Return the full excerpt ranking the best films of 2015, word for word.

## Excerpt provided
● ● ● ●

This is a long list, so let's dispense with the prologue and get right into it. The best films of 2015:
#20. The Harvest
I'm not sure why this film was given such a miniscule theatrical release before being dumped onto VOD, as it's a fine, unsettling horror flick that often feels reminiscent of classic Stephen King. Samantha Morton delivers a ferociously memorable performance as a woman with a dark secret, and Michael Shannon does atypically low-key, affecting work as her henpecked husband. The film takes a while to get cooking and has a final scene that feels strangely off, but I haven't been able to get its strongest moments out of my mind.
This was one of the year's most pleasant surprises. I fully expected an empty, unnecessary update of a middling Disney flick, but director Kenneth Branagh somehow manages to find a fascinating new take on the material. While the animated film was a story about a helpless protagonist who waits for fate to rescue her, Branagh transforms the story – fairy godmother-style – into a touching tale about the redemptive power of kindness. More importantly, the film is one of the year's most sensational visual experiences: take away the CG mice, and you have a movie that looks and feels like a classic Powell & Pressburger Technicolor melodrama.

● ● ● ●

## Supplied data
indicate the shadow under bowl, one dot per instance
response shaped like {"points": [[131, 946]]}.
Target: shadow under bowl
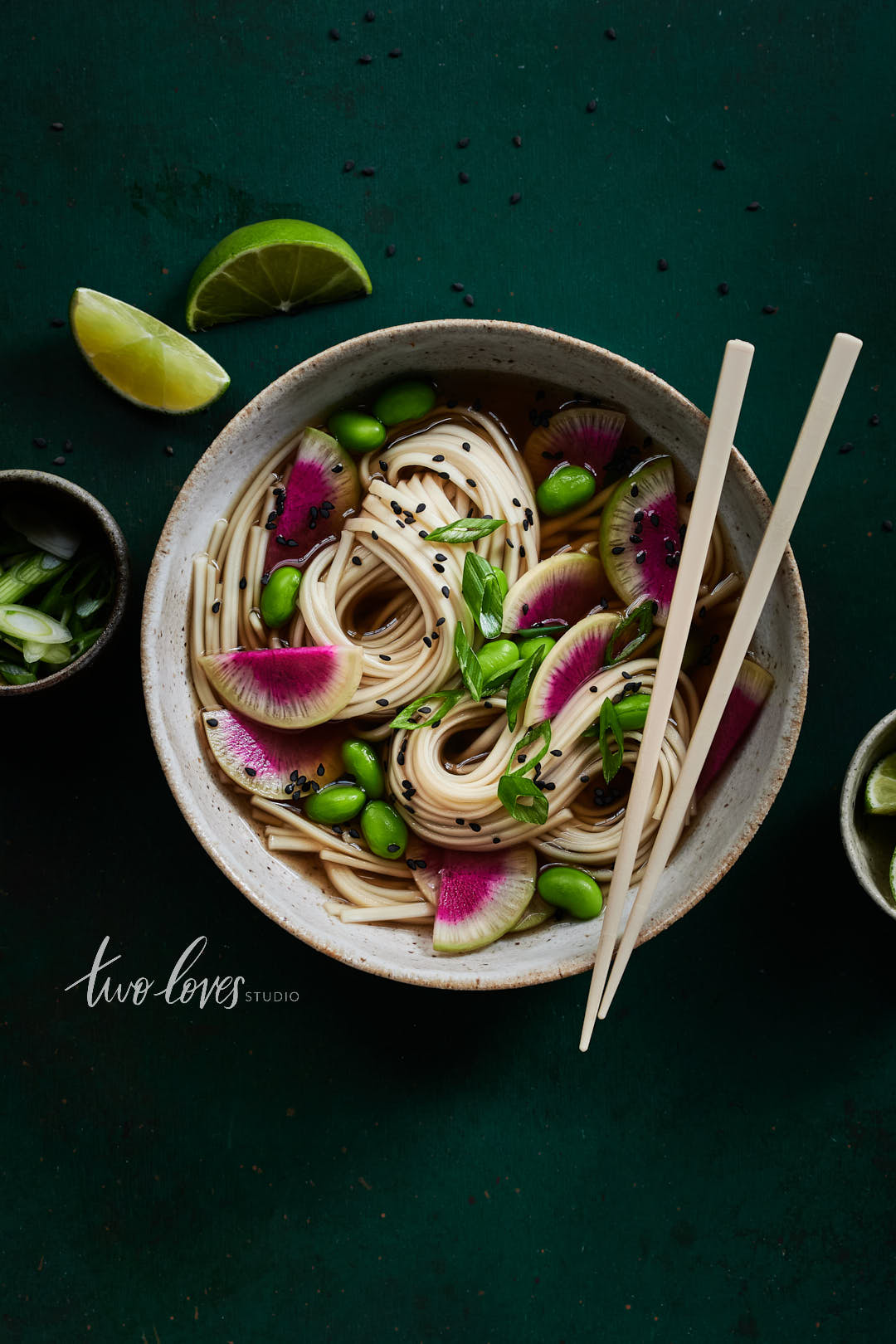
{"points": [[58, 498]]}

● ● ● ●

## Correct answer
This is a long list, so let's dispense with the prologue and get right into it. The best films of 2015:
#20. The Harvest
I'm not sure why this film was given such a miniscule theatrical release before being dumped onto VOD, as it's a fine, unsettling horror flick that often feels reminiscent of classic Stephen King. Samantha Morton delivers a ferociously memorable performance as a woman with a dark secret, and Michael Shannon does atypically low-key, affecting work as her henpecked husband. The film takes a while to get cooking and has a final scene that feels strangely off, but I haven't been able to get its strongest moments out of my mind.
This was one of the year's most pleasant surprises. I fully expected an empty, unnecessary update of a middling Disney flick, but director Kenneth Branagh somehow manages to find a fascinating new take on the material. While the animated film was a story about a helpless protagonist who waits for fate to rescue her, Branagh transforms the story – fairy godmother-style – into a touching tale about the redemptive power of kindness. More importantly, the film is one of the year's most sensational visual experiences: take away the CG mice, and you have a movie that looks and feels like a classic Powell & Pressburger Technicolor melodrama.